Activity 1
According to the casino history, in what year did the Silver City Casino become the first casino on the Strip to ban cigarette smoking?
Activity 2
In the casino history, write out the part that opens with the words containing "The Silver City Casino was" and closes with "on the property.", replacing "refurbished" with "renovated".

*** Opening of Selected excerpt ***

Casino in Nevada, United States

The Silver City Casino was a casino on the Las Vegas Strip in Winchester, Nevada.

== History ==
Major Riddle opened the Silver City Casino in 1974 in the place of Riata Casino, which had opened in 1973 and closed in less than a year. Circus Circus Enterprises purchased the casino in 1981 for $30 million, then refurbished both the interior and exterior. In 1991 it became the strip's first casino to ban cigarette smoking.

In early 1997, investment group United Leisure bought the 8.5-acre property where the Silver City Casino sat, with plans to develop a hotel-casino on the property.

In October 1999, San Francisco businessman Luke Brugnara purchased Silver City from United Casino Holdings LLC, at a cost of $31.5 million. At that time, the 20000 sqft casino was operated by Mandalay Resort Group, which leased the space. The casino had approximately 150 employees, and was planned to close at the end of the month. The closure occurred on October 31, 1999. Brugnara had applied for a gaming license in August 1999, but was still undergoing a pre-licensing investigation, which prevented him from keeping the casino open. Brugnara planned to fully remodel the casino and to demolish the adjacent Las Vegas Shopping Plaza, which was to become the site of two restaurants. Walgreens opened a store on the property on November 30, 1999.

*** Close of Selected excerpt ***
*** Opening of Entries supplied ***

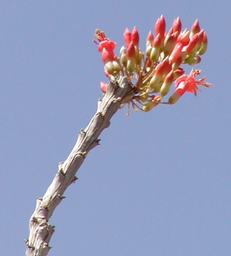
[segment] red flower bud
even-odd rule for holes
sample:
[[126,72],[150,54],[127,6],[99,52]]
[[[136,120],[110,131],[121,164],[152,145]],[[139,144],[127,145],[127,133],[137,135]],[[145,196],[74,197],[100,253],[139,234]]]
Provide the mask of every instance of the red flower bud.
[[182,43],[178,43],[175,46],[173,50],[169,56],[169,60],[172,63],[175,63],[176,61],[176,60],[178,59],[178,57],[182,54],[182,48],[183,48],[183,45],[182,45]]
[[197,54],[202,55],[206,52],[208,47],[208,38],[206,32],[203,32],[203,39],[199,49],[197,52]]
[[181,43],[184,46],[189,43],[189,31],[185,30],[178,36],[177,43]]
[[147,36],[147,39],[146,39],[146,47],[148,47],[154,40],[154,36],[151,33],[151,31],[149,31],[149,33]]
[[104,63],[108,61],[112,61],[114,60],[114,53],[113,51],[108,51],[106,48],[103,48],[102,50],[102,60]]
[[126,46],[128,47],[131,41],[131,32],[127,28],[124,32],[124,40],[125,42]]
[[166,57],[164,60],[159,63],[155,68],[155,75],[157,77],[161,77],[170,72],[172,69],[171,63],[168,58]]
[[179,17],[177,17],[172,24],[173,32],[178,32],[178,33],[182,31],[182,22]]
[[135,57],[135,49],[133,41],[131,41],[127,47],[127,58],[134,58]]
[[98,46],[98,51],[102,52],[104,48],[106,48],[108,51],[113,51],[114,49],[115,46],[116,46],[116,43],[110,39],[106,39],[100,43]]
[[134,46],[139,45],[139,33],[137,28],[134,26],[131,32],[131,41],[133,41]]
[[192,35],[195,35],[195,34],[199,32],[200,30],[201,30],[201,29],[199,25],[199,20],[197,19],[192,26],[191,32]]
[[194,47],[198,43],[198,41],[199,41],[199,34],[197,33],[191,37],[189,43],[188,44],[188,46],[183,47],[182,52],[189,54],[190,52],[192,51]]
[[100,89],[102,90],[103,93],[107,93],[107,84],[101,81],[100,82]]
[[165,20],[163,15],[161,15],[161,17],[157,20],[155,25],[155,32],[156,35],[160,34],[161,39],[165,38]]
[[160,48],[161,46],[161,34],[158,34],[152,42],[152,47]]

*** Close of Entries supplied ***

Exercise output 1
1991

Exercise output 2
The Silver City Casino was a casino on the Las Vegas Strip in Winchester, Nevada.

== History ==
Major Riddle opened the Silver City Casino in 1974 in the place of Riata Casino, which had opened in 1973 and closed in less than a year. Circus Circus Enterprises purchased the casino in 1981 for $30 million, then renovated both the interior and exterior. In 1991 it became the strip's first casino to ban cigarette smoking.

In early 1997, investment group United Leisure bought the 8.5-acre property where the Silver City Casino sat, with plans to develop a hotel-casino on the property.